• WHAT TO PRODUCE
Write every entry out again exactly, please, and skip the pictures.

• Referring expression data
━━━━━━━━

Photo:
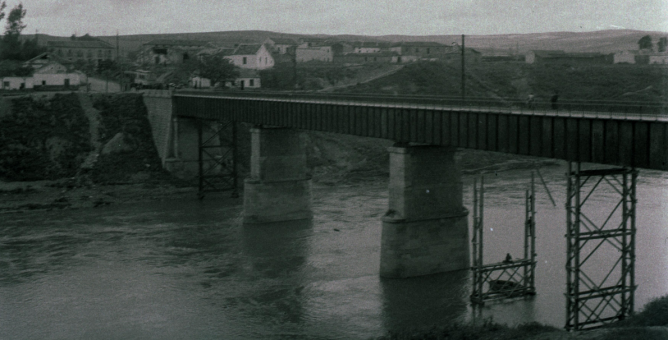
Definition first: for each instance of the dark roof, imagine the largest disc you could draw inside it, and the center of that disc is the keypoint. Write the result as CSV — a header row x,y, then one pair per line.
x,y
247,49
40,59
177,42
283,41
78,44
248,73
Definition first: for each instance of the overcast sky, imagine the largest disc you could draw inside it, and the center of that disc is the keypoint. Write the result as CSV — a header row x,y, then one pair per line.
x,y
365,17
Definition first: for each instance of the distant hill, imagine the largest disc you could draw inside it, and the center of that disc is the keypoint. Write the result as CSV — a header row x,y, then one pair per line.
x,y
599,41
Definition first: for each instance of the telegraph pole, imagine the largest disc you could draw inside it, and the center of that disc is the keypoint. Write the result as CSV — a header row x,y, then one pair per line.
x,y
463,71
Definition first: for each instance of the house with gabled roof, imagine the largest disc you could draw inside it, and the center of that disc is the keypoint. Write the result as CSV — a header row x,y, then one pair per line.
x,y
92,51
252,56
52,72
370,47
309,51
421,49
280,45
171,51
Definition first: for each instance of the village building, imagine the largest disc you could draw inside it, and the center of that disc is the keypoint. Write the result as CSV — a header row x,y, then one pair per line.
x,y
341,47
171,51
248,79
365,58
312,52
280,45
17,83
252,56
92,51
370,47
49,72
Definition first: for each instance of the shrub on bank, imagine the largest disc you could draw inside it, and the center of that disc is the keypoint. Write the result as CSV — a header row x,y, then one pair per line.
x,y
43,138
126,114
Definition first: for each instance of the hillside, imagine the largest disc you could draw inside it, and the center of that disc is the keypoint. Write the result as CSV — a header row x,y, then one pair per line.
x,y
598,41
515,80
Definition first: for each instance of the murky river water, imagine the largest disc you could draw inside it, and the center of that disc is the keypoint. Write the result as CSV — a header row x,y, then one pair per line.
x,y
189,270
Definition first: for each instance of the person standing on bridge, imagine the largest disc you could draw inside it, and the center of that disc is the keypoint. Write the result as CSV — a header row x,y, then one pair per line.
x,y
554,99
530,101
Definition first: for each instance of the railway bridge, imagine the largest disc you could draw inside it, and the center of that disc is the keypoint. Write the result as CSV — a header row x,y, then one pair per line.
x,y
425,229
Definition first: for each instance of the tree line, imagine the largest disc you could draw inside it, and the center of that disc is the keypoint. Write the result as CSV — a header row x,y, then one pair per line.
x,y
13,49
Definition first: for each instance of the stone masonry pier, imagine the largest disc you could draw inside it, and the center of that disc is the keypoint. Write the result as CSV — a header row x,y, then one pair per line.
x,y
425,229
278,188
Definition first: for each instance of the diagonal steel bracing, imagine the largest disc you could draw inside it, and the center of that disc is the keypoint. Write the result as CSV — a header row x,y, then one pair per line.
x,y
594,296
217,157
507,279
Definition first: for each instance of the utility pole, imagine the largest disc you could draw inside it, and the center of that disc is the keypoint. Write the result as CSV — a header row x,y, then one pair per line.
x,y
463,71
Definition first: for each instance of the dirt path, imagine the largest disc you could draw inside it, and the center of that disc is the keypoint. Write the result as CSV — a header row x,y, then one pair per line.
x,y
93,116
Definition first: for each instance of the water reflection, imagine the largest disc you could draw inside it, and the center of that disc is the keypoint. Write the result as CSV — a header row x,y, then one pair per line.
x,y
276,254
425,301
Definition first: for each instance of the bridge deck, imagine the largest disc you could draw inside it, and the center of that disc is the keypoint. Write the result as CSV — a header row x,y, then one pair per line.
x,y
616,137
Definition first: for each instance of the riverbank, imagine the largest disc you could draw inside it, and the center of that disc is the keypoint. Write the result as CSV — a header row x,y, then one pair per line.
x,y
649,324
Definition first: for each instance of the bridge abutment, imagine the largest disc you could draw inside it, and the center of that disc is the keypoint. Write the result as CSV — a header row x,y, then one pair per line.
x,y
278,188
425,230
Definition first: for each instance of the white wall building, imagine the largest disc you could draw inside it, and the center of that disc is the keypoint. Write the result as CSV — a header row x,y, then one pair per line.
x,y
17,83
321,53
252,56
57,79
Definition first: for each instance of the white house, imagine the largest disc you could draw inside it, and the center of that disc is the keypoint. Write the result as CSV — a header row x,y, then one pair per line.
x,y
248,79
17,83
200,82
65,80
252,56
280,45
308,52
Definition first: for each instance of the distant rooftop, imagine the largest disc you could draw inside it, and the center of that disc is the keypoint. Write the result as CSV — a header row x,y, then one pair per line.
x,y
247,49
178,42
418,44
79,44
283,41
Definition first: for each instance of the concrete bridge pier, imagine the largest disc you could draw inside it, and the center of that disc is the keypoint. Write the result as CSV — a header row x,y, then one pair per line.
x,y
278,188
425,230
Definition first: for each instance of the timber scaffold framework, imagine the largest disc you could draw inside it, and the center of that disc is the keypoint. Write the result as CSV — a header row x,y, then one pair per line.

━━━━━━━━

• YOUR RESPONSE
Photo:
Definition first: for each instance of the dark roof, imagine the largest disc you could draw inside it, and the center of that disc is the keypoint. Write the result as CSV — a header row x,y, then one pair per line.
x,y
247,49
40,59
177,42
283,41
78,44
248,73
Definition first: for each instance of the overcast sky, imagine the largest disc you could draw inside it, and the center of that disc is the keypoint. Write the result as CSV — a header row x,y, then one pair per line.
x,y
365,17
Definition first: for each instance of the distant hill, imagine the largest disc you could draw inside it, and the center of that disc is the keypoint. Write the result as CSV — a header row x,y, then one pair per line.
x,y
599,41
Definition first: for each instance of the telegraph pole, imagine the largest disc you could draw inside it, and the center of that disc is the keypoint. Write the result as CSV — a header row x,y, then one pair per line.
x,y
463,71
Definition first: for each instance of the house with gabled roof, imagine the largest disc you could draw inside it, and the center of that disc is the keypoint. Write the result as CSV — a header row x,y, then one pair per line.
x,y
92,51
252,56
52,72
370,47
309,51
421,49
280,45
171,51
Definition first: for each instance of the village building, imagine the largest disc you could draw inside it, and the center of that disc is the keypoint. Write the result as CSV — a header row x,y, then one pair per line.
x,y
341,47
171,51
248,79
365,58
312,52
280,45
17,83
252,56
92,51
370,47
49,72
Definition first: for each instance of the shrub on bank, imagine the largest disc you could draw inside it, and the center of that disc is the keypoint. Write the result as CSV — a header row x,y, then one pair per line.
x,y
43,138
126,114
Definition first: for each instance of the hillside, imagine the largest disc you could draw inside it, and the center of that disc is the keypoint. Write the result as CSV — a header row x,y, then one pair per line.
x,y
598,41
515,80
Definition first: for each instance of the murky river water, imagine the largest disc you could draw inside it, and the center of that disc is the keypoint. Write the result as CSV — a header row x,y, then one pair per line.
x,y
189,270
Definition first: for each instance of the person standing on bridge, imagine the largest disc you could draw inside it, and the center of that disc is the keypoint. Write the result as CSV — a header row x,y, then one pair per line.
x,y
554,99
530,101
Definition first: for each instance of the railway bridge, imagine the largest disc you could draw inside it, and the center of that disc is the keypoint. Write the result as CSV — a header row x,y, then one pair per line.
x,y
425,229
Definition first: for each instance of the tree line, imagine the largest disc you could draw inside it, and the center of that disc is the keypoint. Write the result as CSV — a header row x,y, then one pair per line.
x,y
13,49
Definition first: for each instance of the stone masonry pier, imagine the largest disc you could draw inside it, and the center of that disc is the keypoint. Write the result as CSV — a header row x,y, then one pair per line.
x,y
425,229
278,188
Definition first: for each instance of the diagonal steel bracing, imagine the largest disc you could draw inside it, and the center of that disc is the keypoint. Write the result as CSV — a header row x,y, then one pair per line.
x,y
594,296
217,157
507,279
Definition first: for each instance of the utility pole, imagine the largest disc you could draw inside it, and the center of that disc is the keypoint. Write the result as CSV — a header row x,y, then one pair per line.
x,y
463,71
Definition first: for each instance of the dirt path, imagine the largest disc you could draw inside it, and the center of that disc is the keypoint. Write the result as CSV — a header row x,y, then one pair per line.
x,y
93,116
Definition first: for each instance of the water reflection, imagine the largest disc you could draw inside it, and the center of that disc is the keypoint. Write the result as CSV — a header row x,y, then one pair per line.
x,y
276,254
425,301
Definition first: for each instance of the bridge deck, imagine the largest disc you could draw inside it, and the center of that disc is the keypoint. Write the result as CSV — a header row x,y, then one pair per line.
x,y
616,137
Definition first: for each instance of the riverbank, imagine the largest disc you could draw inside it, and the center of that disc is the keypoint. Write the result as CSV — a header row x,y, then one pair per line.
x,y
649,324
Definition first: for each instance of the bridge abutment, imagine the largest disc you could draw inside it, and the center of that disc is the keypoint. Write the result as CSV — a header row x,y, then one pair per line.
x,y
278,188
425,230
Definition first: for each instance of the white wall building, imagine the largest disc you could draw inside it, and the center of that disc is the keypoint. Write the result as CSV — a header row x,y, then one pair per line.
x,y
17,83
321,53
252,56
57,79
Definition first: for each instance of the white house, imagine the largest disc you could draw inside it, and the center of that disc is the keypoint. Write the result as CSV — a header row x,y, then one pair per line.
x,y
248,79
17,83
200,82
65,80
252,56
280,45
308,52
Definition first: for each instance of the distant rooftop, imagine the largest disc you could draw inside it, and the center of that disc is the keypoint. Write the result as CSV — a header row x,y, then one pair per line.
x,y
247,49
178,42
418,44
79,44
283,41
Definition first: for each instance of the concrete bridge pier, imagine the largest disc you could draw inside it, and the center of that disc is the keypoint. Write the result as CSV — a header row x,y, then one pair per line.
x,y
278,188
425,230
Definition first: for each instance of the timber scaffold framework, imagine the largest disc you could draw inside it, and the center of that disc is the keypoint. Write the result as CSV — a header row x,y, then one pair per line.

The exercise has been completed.